--- Listed entries ---
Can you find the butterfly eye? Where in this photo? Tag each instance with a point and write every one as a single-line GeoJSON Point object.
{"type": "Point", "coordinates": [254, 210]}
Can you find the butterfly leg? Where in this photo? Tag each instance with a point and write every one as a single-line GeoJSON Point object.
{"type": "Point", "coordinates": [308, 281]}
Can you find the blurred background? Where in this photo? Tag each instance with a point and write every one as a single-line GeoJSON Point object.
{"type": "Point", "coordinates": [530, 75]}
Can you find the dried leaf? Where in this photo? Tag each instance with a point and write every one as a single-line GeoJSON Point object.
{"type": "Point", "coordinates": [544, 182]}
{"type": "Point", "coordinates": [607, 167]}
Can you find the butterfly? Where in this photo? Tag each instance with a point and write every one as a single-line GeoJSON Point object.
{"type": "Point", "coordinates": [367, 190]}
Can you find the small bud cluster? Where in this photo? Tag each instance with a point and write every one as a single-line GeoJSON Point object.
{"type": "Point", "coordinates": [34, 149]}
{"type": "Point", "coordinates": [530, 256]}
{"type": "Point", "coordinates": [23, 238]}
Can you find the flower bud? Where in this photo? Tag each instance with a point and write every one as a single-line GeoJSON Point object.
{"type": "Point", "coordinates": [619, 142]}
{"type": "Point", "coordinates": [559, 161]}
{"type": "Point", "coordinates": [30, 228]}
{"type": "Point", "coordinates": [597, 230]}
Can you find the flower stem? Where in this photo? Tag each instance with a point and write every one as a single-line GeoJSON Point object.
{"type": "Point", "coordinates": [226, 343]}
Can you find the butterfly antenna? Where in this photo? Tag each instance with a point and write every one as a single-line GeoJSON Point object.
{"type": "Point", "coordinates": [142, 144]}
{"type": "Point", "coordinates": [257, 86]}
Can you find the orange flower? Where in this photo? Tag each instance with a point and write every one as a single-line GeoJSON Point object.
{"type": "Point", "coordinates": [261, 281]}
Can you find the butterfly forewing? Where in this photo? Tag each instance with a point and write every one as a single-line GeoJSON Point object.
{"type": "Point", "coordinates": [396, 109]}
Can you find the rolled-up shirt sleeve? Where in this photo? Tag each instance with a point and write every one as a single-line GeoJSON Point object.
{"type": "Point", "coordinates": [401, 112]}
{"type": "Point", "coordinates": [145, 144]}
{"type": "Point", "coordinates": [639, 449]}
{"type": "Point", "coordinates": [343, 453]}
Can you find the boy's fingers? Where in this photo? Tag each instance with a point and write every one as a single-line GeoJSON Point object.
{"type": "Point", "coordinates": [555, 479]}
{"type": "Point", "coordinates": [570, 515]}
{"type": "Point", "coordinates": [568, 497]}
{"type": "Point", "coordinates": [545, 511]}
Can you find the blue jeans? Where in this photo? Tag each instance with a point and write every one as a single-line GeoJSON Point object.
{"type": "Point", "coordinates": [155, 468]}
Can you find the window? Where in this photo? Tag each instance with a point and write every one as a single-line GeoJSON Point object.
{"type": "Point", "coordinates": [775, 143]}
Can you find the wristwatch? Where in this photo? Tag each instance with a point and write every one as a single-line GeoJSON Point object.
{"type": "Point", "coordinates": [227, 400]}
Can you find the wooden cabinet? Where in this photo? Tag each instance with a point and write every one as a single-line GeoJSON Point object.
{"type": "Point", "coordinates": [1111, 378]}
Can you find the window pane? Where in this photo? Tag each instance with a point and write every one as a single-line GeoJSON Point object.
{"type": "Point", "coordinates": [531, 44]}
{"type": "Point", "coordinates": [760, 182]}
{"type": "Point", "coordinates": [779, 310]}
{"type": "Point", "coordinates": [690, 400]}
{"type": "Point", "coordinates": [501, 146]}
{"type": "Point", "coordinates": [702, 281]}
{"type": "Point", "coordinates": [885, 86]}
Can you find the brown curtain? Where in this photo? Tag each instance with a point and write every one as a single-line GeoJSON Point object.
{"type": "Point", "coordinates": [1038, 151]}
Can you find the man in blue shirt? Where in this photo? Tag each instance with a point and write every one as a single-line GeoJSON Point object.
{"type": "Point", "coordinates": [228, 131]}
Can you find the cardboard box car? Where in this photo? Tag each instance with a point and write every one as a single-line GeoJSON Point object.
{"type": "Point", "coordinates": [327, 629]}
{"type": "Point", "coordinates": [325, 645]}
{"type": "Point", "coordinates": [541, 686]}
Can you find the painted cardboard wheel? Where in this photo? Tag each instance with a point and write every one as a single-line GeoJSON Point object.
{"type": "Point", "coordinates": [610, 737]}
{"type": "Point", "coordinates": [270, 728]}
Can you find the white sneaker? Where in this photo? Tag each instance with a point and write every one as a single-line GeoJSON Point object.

--- Task to carry out ---
Without leaving anything out, quote all the data.

--- Solved exercise ---
Can you find the butterfly eye? Where in this photo? Tag each instance with a point and write every one as a single-line GeoJSON Point object.
{"type": "Point", "coordinates": [254, 210]}
Can you find the butterfly leg? Where in this photo? Tag each instance with a point and write every one as a single-line GeoJSON Point object.
{"type": "Point", "coordinates": [308, 281]}
Can you find the blurred background? Where in this photo? Tag each instance with a point and write every one as a single-line GeoJSON Point object.
{"type": "Point", "coordinates": [530, 75]}
Can you find the dried leaf? Where in this photo? Tag each instance with a point and write every one as a single-line GeoJSON Point object.
{"type": "Point", "coordinates": [544, 182]}
{"type": "Point", "coordinates": [607, 167]}
Can you find the butterfly? Where in this photo? Tag each instance with a point and write every one as a single-line GeoJSON Point object.
{"type": "Point", "coordinates": [367, 190]}
Can you find the small bud cluster? Where in this photo? Tag each instance with a point and write every one as a single-line GeoJSON Point object.
{"type": "Point", "coordinates": [34, 149]}
{"type": "Point", "coordinates": [530, 256]}
{"type": "Point", "coordinates": [23, 238]}
Can you find the flower bud? Where in this photo? Tag each instance with a point and write every one as a single-line GeoJSON Point object.
{"type": "Point", "coordinates": [619, 142]}
{"type": "Point", "coordinates": [559, 161]}
{"type": "Point", "coordinates": [30, 228]}
{"type": "Point", "coordinates": [597, 230]}
Can you find the flower stem? Where in this photo? Tag each instance with a point and write every one as a single-line GeoJSON Point object.
{"type": "Point", "coordinates": [226, 343]}
Can you find the butterfly antenna? Where in this photo? Tag each instance with a point and write every one as a single-line GeoJSON Point object.
{"type": "Point", "coordinates": [142, 144]}
{"type": "Point", "coordinates": [257, 86]}
Can you find the orange flower? Where in this photo? Tag each instance with a point and write every one as a single-line GeoJSON Point object.
{"type": "Point", "coordinates": [261, 281]}
Can you find the butterfly forewing? Where in this photo? Tag each instance with a point and write every one as a single-line GeoJSON Point object.
{"type": "Point", "coordinates": [396, 109]}
Can you find the rolled-up shirt sleeve? Where in this photo? Tag each instance with a point and write every one as a single-line GeoJSON Point object.
{"type": "Point", "coordinates": [401, 112]}
{"type": "Point", "coordinates": [145, 144]}
{"type": "Point", "coordinates": [639, 449]}
{"type": "Point", "coordinates": [343, 453]}
Can you find the boy's fingers? Where in this photo? Tag each instance with a point and write every one as a single-line GeoJSON Point object.
{"type": "Point", "coordinates": [555, 479]}
{"type": "Point", "coordinates": [570, 515]}
{"type": "Point", "coordinates": [568, 497]}
{"type": "Point", "coordinates": [545, 511]}
Can you find the blue jeans? Where in this photo? Tag each instance with a point and write every one as a single-line GeoJSON Point object.
{"type": "Point", "coordinates": [155, 468]}
Can you find the window? Where in this photo? Tag each instance with a point and write every one as a single-line GeoJSON Point object.
{"type": "Point", "coordinates": [775, 143]}
Can you find the wristwatch? Where in this photo? Tag each instance with a point and write every one as a single-line GeoJSON Point object.
{"type": "Point", "coordinates": [227, 400]}
Can you find the wooden cabinet? Where in this photo? Tag each instance with a point and write every one as a single-line GeoJSON Point object.
{"type": "Point", "coordinates": [1111, 378]}
Can you find the window pane? Where in this photo? Tag each instance with a point and write every one as a single-line GeoJSON Point object.
{"type": "Point", "coordinates": [531, 44]}
{"type": "Point", "coordinates": [760, 182]}
{"type": "Point", "coordinates": [779, 310]}
{"type": "Point", "coordinates": [690, 400]}
{"type": "Point", "coordinates": [501, 146]}
{"type": "Point", "coordinates": [702, 281]}
{"type": "Point", "coordinates": [885, 86]}
Can you find the brown curtain? Where in this photo? Tag each instance with a point and write every one as a single-line GeoJSON Point object.
{"type": "Point", "coordinates": [1038, 151]}
Can you find the man in blue shirt? Where in this photo? Tag each instance with a point and write every one as a single-line GeoJSON Point object.
{"type": "Point", "coordinates": [228, 131]}
Can you find the cardboard box car? Where in this photo? Tag each instance with a point and write every one as a single-line GeoJSON Point object.
{"type": "Point", "coordinates": [327, 629]}
{"type": "Point", "coordinates": [325, 645]}
{"type": "Point", "coordinates": [541, 686]}
Can you find the painted cardboard wheel? Where in this photo? Tag each instance with a point and write every one as a single-line GeoJSON Point object.
{"type": "Point", "coordinates": [610, 737]}
{"type": "Point", "coordinates": [270, 728]}
Can you find the white sneaker? Where in this photo? Tag each instance with a point and write every one as a single-line GeoJSON Point object.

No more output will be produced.